**TRAVAIL À FAIRE**
1 - Recopiez le passage de l'extrait sur la blockchain des diamants, en commençant à « La technologie Blockchain » et en terminant à « garantissant son authenticité. ».
2 - D'après l'extrait sur la blockchain des diamants, répondez brièvement :
(a) Quelle entreprise travaille au développement d'une solution pour l'industrie ?
(b) Quelle mesure actuelle la blockchain viendra-t-elle compléter ?
(c) Quelle génération participe à la hausse de la demande de synthétiques ?

**EXTRAIT DU DOCUMENT**
———

La technologie Blockchain est actuellement testée par quelques acteurs de l’industrie, dont De Beers qui travaille au développement d’une solution pour l’industrie. Selon nous, cette blockchain de l’industrie diamantaire viendra compléter les mesures actuelles, comme le Kimberley Process, en proposant un dossier infalsifiable et immuable du parcours d’un diamant dans toute la chaîne de valeur. Elle a le pouvoir de changer les règles du jeu pour l’industrie en abordant certains des grands thèmes de discussion de la chaîne d’approvisionnement.

Elle va favoriser une confiance constante des consommateurs dans les diamants, en organisant un seul grand-livre central contenant un dossier immuable du parcours d’un diamant dans toute la chaîne de valeur et en garantissant son authenticité.

La génération Y participe à la hausse de la demande de synthétiques, cédant aux arguments de ses producteurs qui assurent que leurs diamants ne sont pas associés à l’exploitation de la main-d’œuvre et qu’ils ne nuisent pas à l’environnement. Est-ce un problème pour vous ?

———

**DONNÉES AFFICHÉES**
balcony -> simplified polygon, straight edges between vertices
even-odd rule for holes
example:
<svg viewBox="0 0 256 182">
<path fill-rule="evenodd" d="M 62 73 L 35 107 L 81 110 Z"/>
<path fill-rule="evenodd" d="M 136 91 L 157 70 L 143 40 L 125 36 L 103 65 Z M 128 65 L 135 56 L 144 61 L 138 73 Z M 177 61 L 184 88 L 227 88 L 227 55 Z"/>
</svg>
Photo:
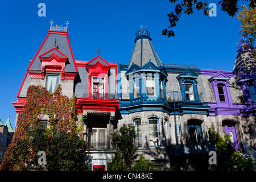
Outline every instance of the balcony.
<svg viewBox="0 0 256 182">
<path fill-rule="evenodd" d="M 114 150 L 115 146 L 110 142 L 89 142 L 88 150 Z"/>
<path fill-rule="evenodd" d="M 207 154 L 210 151 L 216 151 L 214 144 L 170 144 L 171 154 Z"/>
<path fill-rule="evenodd" d="M 93 94 L 85 93 L 84 93 L 82 98 L 97 100 L 117 100 L 118 97 L 117 93 Z"/>
<path fill-rule="evenodd" d="M 168 101 L 204 102 L 202 92 L 166 91 Z"/>
</svg>

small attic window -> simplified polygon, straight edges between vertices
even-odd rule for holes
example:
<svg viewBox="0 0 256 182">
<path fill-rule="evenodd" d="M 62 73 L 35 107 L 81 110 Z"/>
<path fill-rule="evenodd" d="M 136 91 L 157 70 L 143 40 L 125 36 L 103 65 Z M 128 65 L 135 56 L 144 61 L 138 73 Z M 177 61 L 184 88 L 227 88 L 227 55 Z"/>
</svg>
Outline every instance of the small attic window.
<svg viewBox="0 0 256 182">
<path fill-rule="evenodd" d="M 59 84 L 59 75 L 48 75 L 46 79 L 46 88 L 49 93 L 53 93 Z"/>
<path fill-rule="evenodd" d="M 248 89 L 250 93 L 250 96 L 251 97 L 251 102 L 256 101 L 256 92 L 255 85 L 254 84 L 250 84 L 248 86 Z"/>
</svg>

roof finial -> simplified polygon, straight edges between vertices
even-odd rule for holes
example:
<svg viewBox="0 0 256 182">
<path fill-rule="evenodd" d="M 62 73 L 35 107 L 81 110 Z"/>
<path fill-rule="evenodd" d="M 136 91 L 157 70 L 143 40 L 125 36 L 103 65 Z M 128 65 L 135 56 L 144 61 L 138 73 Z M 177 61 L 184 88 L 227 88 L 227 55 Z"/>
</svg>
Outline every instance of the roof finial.
<svg viewBox="0 0 256 182">
<path fill-rule="evenodd" d="M 101 50 L 100 49 L 100 47 L 99 47 L 98 49 L 98 53 L 97 53 L 98 56 L 100 56 L 100 51 L 101 51 Z"/>
</svg>

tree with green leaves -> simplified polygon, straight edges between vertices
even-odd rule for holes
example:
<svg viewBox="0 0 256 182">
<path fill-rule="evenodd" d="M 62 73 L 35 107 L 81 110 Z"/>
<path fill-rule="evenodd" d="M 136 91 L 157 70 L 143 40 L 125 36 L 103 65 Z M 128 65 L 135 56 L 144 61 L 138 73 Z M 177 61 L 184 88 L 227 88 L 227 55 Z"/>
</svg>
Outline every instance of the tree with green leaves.
<svg viewBox="0 0 256 182">
<path fill-rule="evenodd" d="M 253 45 L 256 38 L 256 7 L 247 9 L 246 5 L 241 6 L 243 10 L 237 15 L 242 23 L 240 34 Z"/>
<path fill-rule="evenodd" d="M 16 129 L 1 162 L 1 170 L 82 170 L 86 143 L 76 122 L 76 97 L 63 96 L 60 85 L 53 93 L 45 87 L 31 85 L 27 103 L 18 117 Z M 49 128 L 43 127 L 44 115 Z M 46 154 L 46 164 L 38 163 L 39 152 Z"/>
<path fill-rule="evenodd" d="M 229 135 L 224 133 L 224 138 L 209 128 L 210 142 L 217 148 L 217 169 L 218 171 L 251 171 L 253 162 L 237 151 L 231 144 Z"/>
<path fill-rule="evenodd" d="M 131 164 L 137 158 L 135 155 L 137 148 L 134 147 L 134 139 L 135 136 L 134 126 L 131 124 L 123 125 L 119 130 L 112 134 L 112 140 L 115 148 L 119 150 L 120 158 L 123 162 L 125 170 L 130 170 Z M 114 162 L 117 159 L 112 160 Z M 111 165 L 111 164 L 110 164 Z"/>
<path fill-rule="evenodd" d="M 245 0 L 249 1 L 249 0 Z M 184 13 L 188 15 L 194 13 L 194 10 L 203 11 L 203 15 L 208 16 L 210 8 L 209 7 L 207 1 L 196 0 L 169 0 L 171 3 L 175 4 L 174 12 L 168 14 L 169 26 L 163 30 L 162 35 L 168 37 L 174 36 L 175 33 L 172 28 L 176 26 L 176 23 L 179 20 L 180 16 Z M 251 8 L 255 7 L 256 0 L 250 0 L 249 6 Z M 212 2 L 210 2 L 211 3 Z M 237 12 L 238 8 L 237 6 L 238 1 L 222 0 L 218 1 L 218 5 L 221 5 L 221 11 L 226 12 L 229 16 L 233 17 Z"/>
</svg>

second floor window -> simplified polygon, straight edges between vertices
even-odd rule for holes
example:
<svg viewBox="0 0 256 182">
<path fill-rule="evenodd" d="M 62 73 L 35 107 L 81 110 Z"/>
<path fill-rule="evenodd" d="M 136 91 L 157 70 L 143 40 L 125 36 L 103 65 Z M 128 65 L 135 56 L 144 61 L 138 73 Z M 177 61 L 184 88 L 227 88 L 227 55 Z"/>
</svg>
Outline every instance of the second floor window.
<svg viewBox="0 0 256 182">
<path fill-rule="evenodd" d="M 147 87 L 147 96 L 155 96 L 155 78 L 153 77 L 147 76 L 146 80 L 146 86 Z"/>
<path fill-rule="evenodd" d="M 160 145 L 159 127 L 158 118 L 148 119 L 150 142 L 151 146 Z"/>
<path fill-rule="evenodd" d="M 193 90 L 192 84 L 185 84 L 185 92 L 186 95 L 186 100 L 194 101 L 194 92 Z"/>
<path fill-rule="evenodd" d="M 56 88 L 59 84 L 59 75 L 47 75 L 46 88 L 49 93 L 55 92 Z"/>
<path fill-rule="evenodd" d="M 140 88 L 139 88 L 139 77 L 137 77 L 134 78 L 133 80 L 133 88 L 134 88 L 134 98 L 139 97 L 141 96 L 140 94 Z"/>
<path fill-rule="evenodd" d="M 224 88 L 223 85 L 218 85 L 218 93 L 220 102 L 225 102 Z"/>
<path fill-rule="evenodd" d="M 142 132 L 141 129 L 141 120 L 137 119 L 134 121 L 135 131 L 135 145 L 136 147 L 142 146 Z"/>
<path fill-rule="evenodd" d="M 92 82 L 93 97 L 102 97 L 104 95 L 104 78 L 93 77 Z"/>
</svg>

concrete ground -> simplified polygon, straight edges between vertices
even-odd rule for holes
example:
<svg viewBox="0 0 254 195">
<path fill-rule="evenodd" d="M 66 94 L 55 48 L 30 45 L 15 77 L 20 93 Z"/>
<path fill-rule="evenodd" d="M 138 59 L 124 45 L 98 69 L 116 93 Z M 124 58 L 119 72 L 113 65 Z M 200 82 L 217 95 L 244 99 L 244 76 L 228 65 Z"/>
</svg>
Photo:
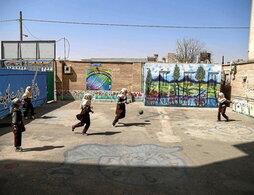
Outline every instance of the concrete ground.
<svg viewBox="0 0 254 195">
<path fill-rule="evenodd" d="M 37 108 L 22 153 L 10 118 L 0 121 L 0 194 L 254 194 L 253 118 L 132 103 L 114 128 L 115 103 L 94 103 L 82 136 L 71 131 L 79 103 Z"/>
</svg>

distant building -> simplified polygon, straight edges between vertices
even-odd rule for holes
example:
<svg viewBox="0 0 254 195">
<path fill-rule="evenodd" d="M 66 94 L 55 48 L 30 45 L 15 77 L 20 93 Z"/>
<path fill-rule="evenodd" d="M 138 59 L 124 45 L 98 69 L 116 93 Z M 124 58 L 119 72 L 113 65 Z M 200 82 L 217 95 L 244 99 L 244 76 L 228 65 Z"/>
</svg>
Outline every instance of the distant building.
<svg viewBox="0 0 254 195">
<path fill-rule="evenodd" d="M 254 60 L 254 4 L 253 3 L 254 2 L 252 0 L 248 60 Z"/>
<path fill-rule="evenodd" d="M 166 63 L 174 64 L 177 63 L 177 58 L 175 53 L 168 53 L 166 57 Z"/>
<path fill-rule="evenodd" d="M 201 52 L 199 57 L 199 63 L 210 64 L 211 63 L 211 53 Z"/>
<path fill-rule="evenodd" d="M 159 61 L 159 55 L 154 54 L 153 56 L 147 56 L 148 62 L 158 62 Z"/>
</svg>

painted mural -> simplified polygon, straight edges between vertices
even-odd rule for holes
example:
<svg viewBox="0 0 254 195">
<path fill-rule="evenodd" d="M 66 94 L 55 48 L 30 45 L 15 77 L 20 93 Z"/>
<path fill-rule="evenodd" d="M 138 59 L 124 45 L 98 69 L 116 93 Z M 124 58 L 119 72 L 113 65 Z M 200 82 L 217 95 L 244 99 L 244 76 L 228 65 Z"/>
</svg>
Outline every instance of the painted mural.
<svg viewBox="0 0 254 195">
<path fill-rule="evenodd" d="M 233 111 L 250 117 L 254 117 L 254 104 L 234 100 Z"/>
<path fill-rule="evenodd" d="M 98 101 L 117 101 L 119 91 L 83 91 L 83 90 L 57 90 L 58 99 L 64 100 L 81 100 L 85 93 L 93 95 L 94 100 Z M 132 101 L 143 101 L 144 94 L 141 92 L 131 92 L 132 97 L 128 97 Z"/>
<path fill-rule="evenodd" d="M 0 118 L 10 114 L 12 100 L 21 98 L 27 86 L 32 87 L 33 105 L 47 102 L 47 73 L 0 69 Z"/>
<path fill-rule="evenodd" d="M 220 73 L 212 64 L 147 63 L 145 105 L 217 107 Z"/>
<path fill-rule="evenodd" d="M 86 71 L 87 90 L 111 91 L 112 72 L 104 69 L 89 69 Z"/>
</svg>

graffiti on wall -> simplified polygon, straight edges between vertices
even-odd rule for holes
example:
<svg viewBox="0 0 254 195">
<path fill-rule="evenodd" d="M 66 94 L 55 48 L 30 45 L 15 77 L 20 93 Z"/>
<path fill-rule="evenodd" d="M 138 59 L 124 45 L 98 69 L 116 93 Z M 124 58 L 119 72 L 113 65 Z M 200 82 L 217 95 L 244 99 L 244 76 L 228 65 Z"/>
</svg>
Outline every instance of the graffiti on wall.
<svg viewBox="0 0 254 195">
<path fill-rule="evenodd" d="M 8 115 L 12 100 L 21 98 L 27 86 L 32 87 L 34 106 L 47 101 L 47 74 L 28 70 L 0 69 L 0 118 Z"/>
<path fill-rule="evenodd" d="M 254 117 L 254 104 L 235 100 L 233 101 L 233 111 Z"/>
<path fill-rule="evenodd" d="M 221 66 L 147 63 L 144 73 L 145 105 L 217 106 Z"/>
<path fill-rule="evenodd" d="M 109 100 L 116 101 L 118 99 L 119 91 L 83 91 L 83 90 L 58 90 L 56 95 L 64 100 L 81 100 L 85 93 L 90 93 L 94 100 Z M 142 101 L 144 94 L 141 92 L 131 92 L 134 101 Z M 131 98 L 131 97 L 129 97 Z"/>
<path fill-rule="evenodd" d="M 86 89 L 87 90 L 107 90 L 112 86 L 112 72 L 104 69 L 86 70 Z"/>
</svg>

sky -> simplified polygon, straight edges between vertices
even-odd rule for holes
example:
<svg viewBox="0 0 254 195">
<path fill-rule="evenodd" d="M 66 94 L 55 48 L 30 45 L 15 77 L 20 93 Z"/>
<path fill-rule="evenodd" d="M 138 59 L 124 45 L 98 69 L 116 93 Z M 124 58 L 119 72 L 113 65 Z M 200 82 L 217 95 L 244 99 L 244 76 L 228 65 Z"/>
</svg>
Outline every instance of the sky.
<svg viewBox="0 0 254 195">
<path fill-rule="evenodd" d="M 23 18 L 77 22 L 179 26 L 249 26 L 251 0 L 0 0 L 0 20 Z M 214 62 L 247 59 L 249 30 L 161 29 L 35 23 L 24 21 L 40 40 L 70 42 L 70 59 L 164 57 L 176 40 L 195 38 Z M 35 40 L 28 34 L 24 40 Z M 19 40 L 19 23 L 0 23 L 0 41 Z M 63 57 L 63 41 L 57 57 Z"/>
</svg>

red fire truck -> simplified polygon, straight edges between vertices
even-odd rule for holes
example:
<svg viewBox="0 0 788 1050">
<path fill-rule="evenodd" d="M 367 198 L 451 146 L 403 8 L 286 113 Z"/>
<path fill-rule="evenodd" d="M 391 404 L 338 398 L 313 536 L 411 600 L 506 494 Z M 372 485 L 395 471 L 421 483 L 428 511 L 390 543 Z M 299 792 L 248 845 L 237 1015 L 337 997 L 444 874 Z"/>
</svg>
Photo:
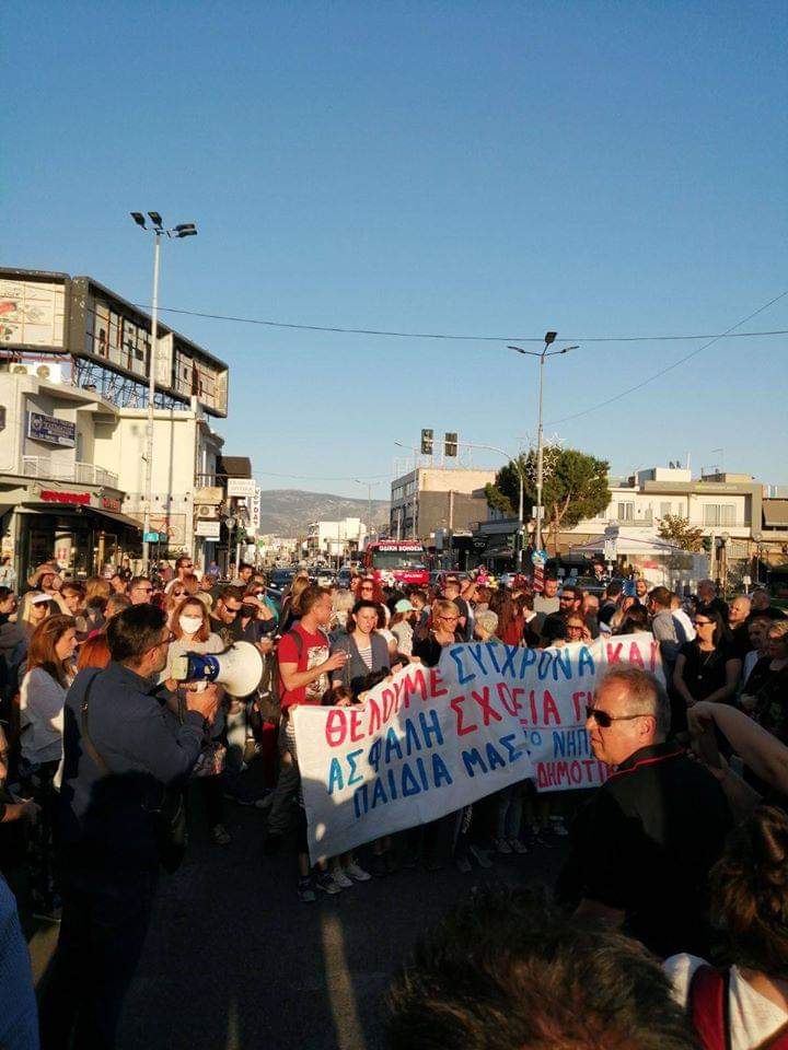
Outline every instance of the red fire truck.
<svg viewBox="0 0 788 1050">
<path fill-rule="evenodd" d="M 368 544 L 364 550 L 364 572 L 382 583 L 394 581 L 402 586 L 429 584 L 427 555 L 415 539 L 381 539 Z"/>
</svg>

———

**RÉPONSES CI-DESSOUS**
1 -
La technologie Blockchain est actuellement testée par quelques acteurs de l’industrie, dont De Beers qui travaille au développement d’une solution pour l’industrie. Selon nous, cette blockchain de l’industrie diamantaire viendra compléter les mesures actuelles, comme le Kimberley Process, en proposant un dossier infalsifiable et immuable du parcours d’un diamant dans toute la chaîne de valeur. Elle a le pouvoir de changer les règles du jeu pour l’industrie en abordant certains des grands thèmes de discussion de la chaîne d’approvisionnement.

Elle va favoriser une confiance constante des consommateurs dans les diamants, en organisant un seul grand-livre central contenant un dossier immuable du parcours d’un diamant dans toute la chaîne de valeur et en garantissant son authenticité.

2 -
(a) De Beers.
(b) Le Kimberley Process.
(c) La génération Y.